==== SOURCE TEXT

Judge dismisses restraining order case against MAT clinic

Tribe’s own appeal could hold up potential construction

Following a June decision to deny a temporary restraining order and injunction for the Jamestown S’Klallam Tribe’s proposed medication-assisted treatment (MAT) clinic, Clallam County Superior Court Judge Brent Basden permanently dismissed the request on July 17 in Clallam County Superior Court.

Tribe attorneys LeAnne Bremer and Andy Murphy of Miller Nash Graham & Dunn requested the dismissal because Basden wrote in his previous ruling that appealing the application “(falls) squarely within the types of decisions covered by (the Land Use Petition Act (LUPA)),” and that the plaintiffs “haven’t exhausted the city’s review processes.”

The decision is another proverbial hurdle cleared for the Jamestown S’Klallam Tribe’s proposed MAT clinic, but the project still awaits a possible decision from a hearings examiner expected in August along with possible appeals through the LUPA process.

Representatives with Save Our Sequim (SOS) and Jon Gibson, owner of Parkwood Manufactured Housing Community, filed an injunction on May 5 to halt construction and the application for the proposed 16,806-square-foot facility that treats patients with Opioid Use Disorder.

SOS attorney Michael A. Spence and Michael McLaughlin, Gibson’s attorney, stated previously that the city wrongfully placed the clinic under an A-2 process — under which city staff approves the project — instead of a quasi-judicial, C-2 city council-made decision.

The attorneys also stated other issues with the proposal including that it should be classified as an “essential public facility” and holds “broad public interest.”

Project on hold

Barry Berezowsky, Sequim’s director of community development, said the city issued the tribe a building permit on June 29 for the MAT clinic.

However, when and if the tribe can build the clinic depends on Phil Olbrechts, the city’s contracted hearing examiner.

In addition, the tribe’s appeal to their own project means they cannot break ground on the project.

Berezowsky said that because the tribe is appealing the city’s conditions regarding a Mitigated Determination of Non-significance (MDNS) environmental review, “they can’t start until those issues are resolved.”

In the appeal, Murphy wrote that some of the tribe’s complaints state there is no evidence the clinic will cause adverse environmental impacts to public services, that community concern is not an environmental impact, and the city’s land use authority doesn’t include clinic operations.

In this process, construction could have begun after the tribe’s contractors received the site construction permit approval and building permit, Berezowsky said, but he’s unsure if the site construction review will be issued until after the hearing examiner process.

A pre-hearing meeting with Olbrechts and stakeholders to potentially resolve issues hasn’t been set yet, but Berezowsky said it could tentatively happen in August.

If no resolutions are made, a hearing date would be set afterward for the six appeals made against the MAT clinic application.

Brent Simcosky, the Jamestown S’Klallam Tribe’s health services director, said they applied and received a permit to take down a barn on the property because some individuals had broken in to live there.

Tribal officials are also awaiting an invoice from the city for the clinic’s impact fees and general facility charges, which Berezowsky estimates to be in six figures but that no firm number has been set.

========
==== DATA SHOWN

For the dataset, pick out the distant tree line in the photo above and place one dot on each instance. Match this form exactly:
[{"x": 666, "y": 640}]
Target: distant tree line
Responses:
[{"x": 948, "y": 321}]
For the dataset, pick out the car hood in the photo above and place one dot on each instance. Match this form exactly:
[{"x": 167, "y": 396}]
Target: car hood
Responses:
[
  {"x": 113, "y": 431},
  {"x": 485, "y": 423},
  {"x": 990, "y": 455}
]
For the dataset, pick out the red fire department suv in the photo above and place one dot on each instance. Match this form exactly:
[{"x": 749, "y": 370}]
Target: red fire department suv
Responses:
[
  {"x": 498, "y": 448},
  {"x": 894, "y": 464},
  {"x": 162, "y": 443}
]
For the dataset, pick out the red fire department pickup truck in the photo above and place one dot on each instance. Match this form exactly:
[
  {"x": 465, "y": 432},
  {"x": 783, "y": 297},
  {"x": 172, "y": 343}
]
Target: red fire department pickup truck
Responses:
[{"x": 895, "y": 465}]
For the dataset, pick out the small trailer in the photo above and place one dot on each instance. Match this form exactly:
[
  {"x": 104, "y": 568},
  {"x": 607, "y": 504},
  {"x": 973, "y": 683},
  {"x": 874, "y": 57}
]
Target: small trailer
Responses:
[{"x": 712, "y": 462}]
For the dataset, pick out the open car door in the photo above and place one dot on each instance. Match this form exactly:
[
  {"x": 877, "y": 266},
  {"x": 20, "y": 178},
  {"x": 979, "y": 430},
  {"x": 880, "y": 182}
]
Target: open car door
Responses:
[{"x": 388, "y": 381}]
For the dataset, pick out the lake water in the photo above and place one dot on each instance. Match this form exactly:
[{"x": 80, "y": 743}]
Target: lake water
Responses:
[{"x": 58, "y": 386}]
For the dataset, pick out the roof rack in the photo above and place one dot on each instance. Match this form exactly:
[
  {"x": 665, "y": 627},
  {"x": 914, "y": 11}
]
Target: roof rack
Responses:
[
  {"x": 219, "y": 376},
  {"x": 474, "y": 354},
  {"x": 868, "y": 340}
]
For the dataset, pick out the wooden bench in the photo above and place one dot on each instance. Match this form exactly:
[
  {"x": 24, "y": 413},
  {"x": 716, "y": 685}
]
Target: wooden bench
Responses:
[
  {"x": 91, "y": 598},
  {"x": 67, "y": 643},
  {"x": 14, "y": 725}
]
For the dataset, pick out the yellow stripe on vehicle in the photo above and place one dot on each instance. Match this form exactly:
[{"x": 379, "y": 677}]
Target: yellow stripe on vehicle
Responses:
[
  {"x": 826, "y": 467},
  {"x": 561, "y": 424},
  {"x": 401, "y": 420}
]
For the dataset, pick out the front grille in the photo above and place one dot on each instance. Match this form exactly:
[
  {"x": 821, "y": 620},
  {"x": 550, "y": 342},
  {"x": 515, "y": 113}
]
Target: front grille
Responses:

========

TASK INSTRUCTIONS:
1. Rewrite the paragraph beginning "In the appeal, Murphy wrote" from the MAT clinic article as a short bulleted list, keeping its main points.
2. Quote everything in the MAT clinic article from "In the appeal, Murphy" down to "happen in August.".
These entries come from a different source than the article.

ANSWERS FOR EACH ITEM:
1.
Murphy's appeal lists some of the tribe's complaints:
- There is no evidence the clinic will cause adverse environmental impacts to public services.
- Community concern is not an environmental impact.
- The city's land use authority doesn't include clinic operations.

2.
In the appeal, Murphy wrote that some of the tribe’s complaints state there is no evidence the clinic will cause adverse environmental impacts to public services, that community concern is not an environmental impact, and the city’s land use authority doesn’t include clinic operations.

In this process, construction could have begun after the tribe’s contractors received the site construction permit approval and building permit, Berezowsky said, but he’s unsure if the site construction review will be issued until after the hearing examiner process.

A pre-hearing meeting with Olbrechts and stakeholders to potentially resolve issues hasn’t been set yet, but Berezowsky said it could tentatively happen in August.